[Collected data]

────

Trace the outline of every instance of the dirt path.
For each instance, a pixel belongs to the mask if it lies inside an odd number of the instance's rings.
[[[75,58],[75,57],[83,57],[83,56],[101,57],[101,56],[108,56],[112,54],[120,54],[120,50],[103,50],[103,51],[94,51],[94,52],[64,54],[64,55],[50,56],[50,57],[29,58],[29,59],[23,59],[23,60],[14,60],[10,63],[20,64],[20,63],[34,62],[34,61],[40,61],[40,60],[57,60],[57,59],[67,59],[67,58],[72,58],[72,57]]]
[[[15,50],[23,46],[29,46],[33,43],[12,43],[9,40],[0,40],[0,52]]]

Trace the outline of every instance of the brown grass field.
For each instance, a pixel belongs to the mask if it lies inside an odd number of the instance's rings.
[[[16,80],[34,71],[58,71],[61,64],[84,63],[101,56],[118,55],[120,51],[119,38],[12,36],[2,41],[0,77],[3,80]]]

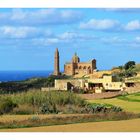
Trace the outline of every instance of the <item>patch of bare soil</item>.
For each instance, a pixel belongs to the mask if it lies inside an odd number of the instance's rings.
[[[3,132],[140,132],[140,119],[106,122],[89,122],[68,125],[18,129],[1,129]]]

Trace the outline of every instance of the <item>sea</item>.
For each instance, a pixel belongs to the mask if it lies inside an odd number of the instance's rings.
[[[52,71],[0,71],[0,82],[22,81],[30,78],[48,77]]]

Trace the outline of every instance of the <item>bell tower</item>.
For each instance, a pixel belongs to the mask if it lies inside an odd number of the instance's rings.
[[[56,75],[56,76],[60,75],[60,71],[59,71],[59,51],[58,51],[58,48],[56,48],[55,55],[54,55],[54,75]]]

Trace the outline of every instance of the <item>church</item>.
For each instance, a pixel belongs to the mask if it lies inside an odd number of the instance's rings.
[[[96,60],[80,62],[80,58],[75,53],[71,62],[64,64],[65,75],[92,74],[96,70]],[[59,51],[56,49],[54,57],[54,75],[59,75]]]

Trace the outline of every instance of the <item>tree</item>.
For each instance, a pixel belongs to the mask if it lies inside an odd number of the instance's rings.
[[[135,65],[136,65],[135,61],[128,61],[128,62],[124,65],[124,69],[125,69],[125,70],[133,69]]]

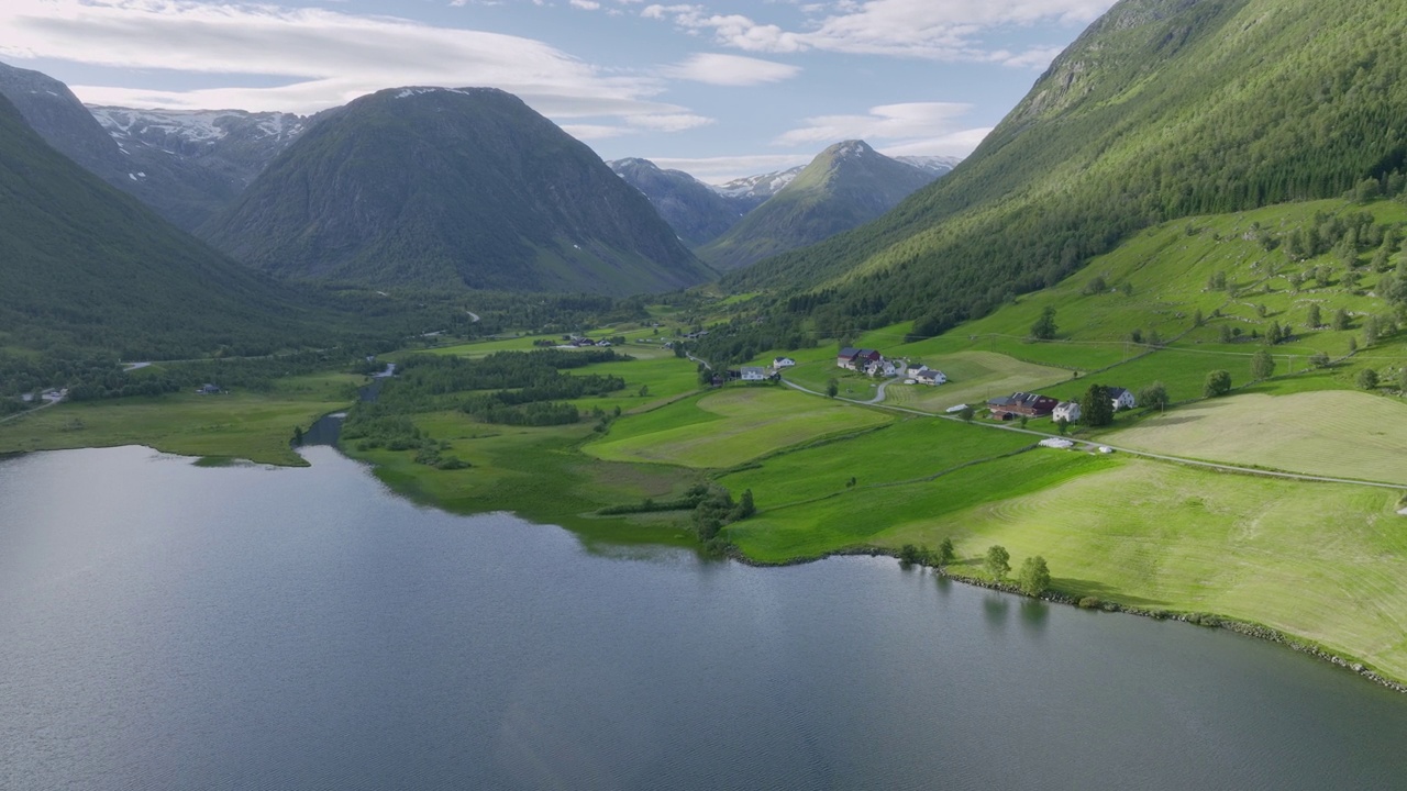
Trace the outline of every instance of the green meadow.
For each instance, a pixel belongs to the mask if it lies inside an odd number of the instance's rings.
[[[356,400],[352,374],[280,380],[269,393],[172,393],[111,401],[66,403],[0,424],[0,453],[146,445],[183,456],[305,464],[293,452],[295,426]]]
[[[719,469],[891,419],[775,386],[739,386],[667,407],[649,419],[622,421],[611,436],[584,450],[613,462]]]

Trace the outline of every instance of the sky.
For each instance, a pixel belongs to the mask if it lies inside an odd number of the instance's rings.
[[[311,114],[518,94],[604,159],[712,183],[860,138],[965,156],[1113,0],[0,0],[0,61],[90,104]]]

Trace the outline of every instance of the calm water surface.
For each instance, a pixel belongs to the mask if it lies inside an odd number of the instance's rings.
[[[308,457],[0,460],[0,788],[1407,788],[1407,697],[1271,645]]]

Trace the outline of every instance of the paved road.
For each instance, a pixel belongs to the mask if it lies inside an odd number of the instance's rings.
[[[25,415],[32,415],[34,412],[38,412],[39,410],[48,410],[49,407],[52,407],[55,404],[62,404],[62,403],[63,403],[63,398],[55,398],[53,401],[45,401],[45,403],[39,404],[38,407],[35,407],[32,410],[25,410],[23,412],[15,412],[15,414],[10,415],[8,418],[0,418],[0,424],[7,422],[7,421],[17,421],[17,419],[20,419],[20,418],[23,418]]]
[[[891,380],[891,381],[893,381],[893,380]],[[801,384],[796,384],[795,381],[787,381],[784,379],[782,384],[785,384],[787,387],[791,387],[792,390],[799,390],[799,391],[810,394],[810,396],[819,396],[822,398],[826,397],[823,393],[816,393],[815,390],[802,387]],[[886,381],[885,384],[889,384],[889,381]],[[881,386],[881,388],[882,387],[884,386]],[[882,397],[884,397],[884,393],[881,391],[879,394],[877,394],[875,398],[871,398],[870,401],[860,401],[857,398],[839,398],[839,397],[836,400],[837,401],[848,401],[851,404],[860,404],[860,405],[864,405],[864,407],[875,407],[875,408],[879,408],[879,410],[889,410],[889,411],[893,411],[893,412],[905,412],[905,414],[909,414],[909,415],[917,415],[917,417],[923,417],[923,418],[938,418],[938,419],[944,419],[944,421],[961,421],[962,419],[962,418],[960,418],[957,415],[936,415],[933,412],[923,412],[923,411],[919,411],[919,410],[910,410],[908,407],[893,407],[893,405],[889,405],[889,404],[879,404],[878,398],[882,398]],[[996,424],[996,422],[988,422],[988,421],[972,421],[972,425],[979,425],[979,426],[991,428],[991,429],[996,429],[996,431],[1014,431],[1017,434],[1029,434],[1031,436],[1038,436],[1041,439],[1048,439],[1048,438],[1052,438],[1052,436],[1054,438],[1059,438],[1058,434],[1050,434],[1050,432],[1044,432],[1044,431],[1034,431],[1034,429],[1030,429],[1030,428],[1021,428],[1019,425]],[[1142,457],[1142,459],[1155,459],[1155,460],[1159,460],[1159,462],[1172,462],[1172,463],[1176,463],[1176,464],[1188,464],[1188,466],[1192,466],[1192,467],[1203,467],[1203,469],[1209,469],[1209,470],[1218,470],[1218,472],[1223,472],[1223,473],[1240,473],[1240,474],[1248,474],[1248,476],[1262,476],[1262,477],[1272,477],[1272,479],[1289,479],[1289,480],[1317,481],[1317,483],[1345,483],[1345,484],[1352,484],[1352,486],[1370,486],[1370,487],[1375,487],[1375,488],[1393,488],[1393,490],[1399,490],[1399,491],[1407,490],[1407,486],[1400,486],[1400,484],[1394,484],[1394,483],[1377,483],[1377,481],[1354,480],[1354,479],[1335,479],[1335,477],[1328,477],[1328,476],[1307,476],[1307,474],[1300,474],[1300,473],[1282,473],[1282,472],[1278,472],[1278,470],[1261,470],[1261,469],[1256,469],[1256,467],[1241,467],[1241,466],[1237,466],[1237,464],[1220,464],[1217,462],[1202,462],[1199,459],[1186,459],[1186,457],[1182,457],[1182,456],[1168,456],[1168,455],[1164,455],[1164,453],[1150,453],[1148,450],[1135,450],[1133,448],[1123,448],[1120,445],[1109,445],[1107,442],[1089,442],[1089,441],[1083,441],[1083,439],[1076,439],[1075,443],[1076,445],[1085,445],[1086,448],[1112,448],[1114,450],[1119,450],[1120,453],[1127,453],[1130,456],[1138,456],[1138,457]]]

────

## Work to be completed
Turn all of the records above into a JSON list of strings with one string per line, dropping blank lines and leaving the pictures out.

## Result for this exercise
[
  "Trace the outline of every instance of the dirt path.",
  "For each instance, a pixel belongs to the mask if it lies inside an odd number of the instance's rings.",
  "[[[75,58],[75,57],[83,57],[83,56],[101,57],[101,56],[108,56],[112,54],[120,54],[120,50],[103,50],[103,51],[94,51],[94,52],[64,54],[64,55],[50,56],[50,57],[29,58],[29,59],[23,59],[23,60],[14,60],[10,63],[20,64],[20,63],[34,62],[34,61],[40,61],[40,60],[57,60],[57,59],[67,59],[67,58],[72,58],[72,57]]]",
  "[[[15,50],[23,46],[29,46],[33,43],[12,43],[9,40],[0,40],[0,52]]]",
  "Trace the outline of every instance of the brown grass field.",
  "For each instance, a pixel belongs to the mask if it lies inside an odd number of the instance's rings.",
  "[[[16,80],[34,71],[58,71],[61,64],[84,63],[101,56],[118,55],[120,51],[119,38],[12,36],[2,41],[0,77],[3,80]]]",
  "Trace the outline of every instance of the <item>patch of bare soil</item>.",
  "For each instance, a pixel belongs to the mask if it lies inside an odd number of the instance's rings.",
  "[[[3,132],[140,132],[140,119],[106,122],[89,122],[68,125],[18,129],[1,129]]]",
  "Trace the outline of every instance of the <item>sea</item>.",
  "For each instance, a pixel belongs to the mask if it lies inside an odd number of the instance's rings.",
  "[[[52,71],[0,71],[0,82],[22,81],[30,78],[48,77]]]",
  "Trace the outline of every instance of the <item>bell tower</item>.",
  "For each instance, a pixel belongs to the mask if it lies inside an odd number of the instance's rings.",
  "[[[56,75],[56,76],[60,75],[60,71],[59,71],[59,51],[58,51],[58,48],[56,48],[55,55],[54,55],[54,75]]]",
  "Trace the outline of every instance of the <item>church</item>.",
  "For each instance, a pixel belongs to the mask if it lies inside an odd number of the instance's rings.",
  "[[[96,60],[80,62],[80,58],[75,53],[71,62],[64,64],[65,75],[92,74],[96,70]],[[59,51],[56,49],[54,57],[54,75],[59,75]]]",
  "Trace the outline of every instance of the <item>tree</item>.",
  "For each instance, a pixel belongs to the mask if it lies inside an odd number of the instance's rings.",
  "[[[135,65],[136,65],[135,61],[128,61],[128,62],[124,65],[124,69],[125,69],[125,70],[133,69]]]",
  "Trace the outline of every instance of the green meadow.",
  "For each instance, a pixel belongs to the mask if it lies inside an odd number of the instance's rings.",
  "[[[356,400],[352,374],[280,380],[269,393],[172,393],[111,401],[66,403],[0,424],[0,453],[146,445],[183,456],[305,464],[293,452],[295,426]]]",
  "[[[719,469],[891,419],[775,386],[739,386],[667,407],[649,419],[622,421],[611,436],[584,450],[613,462]]]",
  "Trace the outline of every instance of the sky.",
  "For each instance, a pixel belongs to the mask if it lies inside an odd number of the instance's rings.",
  "[[[311,114],[518,94],[604,159],[712,183],[860,138],[965,156],[1113,0],[0,0],[0,61],[90,104]]]",
  "Trace the outline of every instance of the calm water surface.",
  "For each instance, a pixel belongs to the mask if it lies inside an odd number of the instance's rings.",
  "[[[308,457],[0,460],[0,788],[1407,788],[1407,697],[1271,645]]]",
  "Trace the outline of every instance of the paved road.",
  "For each instance, a pixel belongs to the mask if it lies inside an odd number of the instance's rings.",
  "[[[25,415],[32,415],[34,412],[38,412],[39,410],[48,410],[49,407],[52,407],[55,404],[62,404],[62,403],[63,403],[63,398],[55,398],[53,401],[45,401],[45,403],[39,404],[38,407],[35,407],[32,410],[25,410],[23,412],[15,412],[15,414],[10,415],[8,418],[0,418],[0,424],[7,422],[7,421],[17,421],[17,419],[20,419],[20,418],[23,418]]]",
  "[[[891,380],[891,381],[893,381],[893,380]],[[801,384],[796,384],[795,381],[787,381],[784,379],[782,384],[785,384],[787,387],[791,387],[792,390],[799,390],[799,391],[810,394],[810,396],[819,396],[822,398],[826,397],[823,393],[816,393],[815,390],[802,387]],[[886,381],[885,384],[889,384],[889,381]],[[881,386],[881,388],[882,387],[884,386]],[[882,397],[884,397],[884,393],[881,391],[879,394],[877,394],[875,398],[871,398],[870,401],[860,401],[857,398],[839,398],[839,397],[836,400],[837,401],[848,401],[851,404],[860,404],[860,405],[864,405],[864,407],[875,407],[875,408],[879,408],[879,410],[889,410],[889,411],[893,411],[893,412],[905,412],[905,414],[909,414],[909,415],[917,415],[917,417],[923,417],[923,418],[938,418],[938,419],[944,419],[944,421],[961,421],[962,419],[962,418],[960,418],[957,415],[936,415],[933,412],[923,412],[923,411],[919,411],[919,410],[910,410],[908,407],[893,407],[893,405],[889,405],[889,404],[879,404],[878,398],[882,398]],[[996,424],[996,422],[988,422],[988,421],[972,421],[972,425],[979,425],[979,426],[991,428],[991,429],[996,429],[996,431],[1014,431],[1017,434],[1029,434],[1031,436],[1038,436],[1041,439],[1048,439],[1048,438],[1052,438],[1052,436],[1054,438],[1059,438],[1058,434],[1050,434],[1050,432],[1044,432],[1044,431],[1034,431],[1034,429],[1030,429],[1030,428],[1021,428],[1019,425]],[[1142,457],[1142,459],[1155,459],[1155,460],[1159,460],[1159,462],[1172,462],[1172,463],[1176,463],[1176,464],[1188,464],[1188,466],[1192,466],[1192,467],[1203,467],[1203,469],[1209,469],[1209,470],[1218,470],[1218,472],[1223,472],[1223,473],[1240,473],[1240,474],[1248,474],[1248,476],[1262,476],[1262,477],[1272,477],[1272,479],[1289,479],[1289,480],[1317,481],[1317,483],[1345,483],[1345,484],[1352,484],[1352,486],[1370,486],[1370,487],[1375,487],[1375,488],[1393,488],[1393,490],[1399,490],[1399,491],[1407,490],[1407,486],[1400,486],[1400,484],[1394,484],[1394,483],[1377,483],[1377,481],[1354,480],[1354,479],[1335,479],[1335,477],[1328,477],[1328,476],[1307,476],[1307,474],[1300,474],[1300,473],[1282,473],[1282,472],[1278,472],[1278,470],[1261,470],[1261,469],[1256,469],[1256,467],[1241,467],[1241,466],[1237,466],[1237,464],[1220,464],[1217,462],[1202,462],[1199,459],[1186,459],[1186,457],[1182,457],[1182,456],[1168,456],[1168,455],[1164,455],[1164,453],[1150,453],[1148,450],[1135,450],[1133,448],[1123,448],[1120,445],[1109,445],[1107,442],[1089,442],[1089,441],[1083,441],[1083,439],[1076,439],[1075,443],[1076,445],[1085,445],[1086,448],[1112,448],[1114,450],[1119,450],[1120,453],[1127,453],[1130,456],[1138,456],[1138,457]]]"
]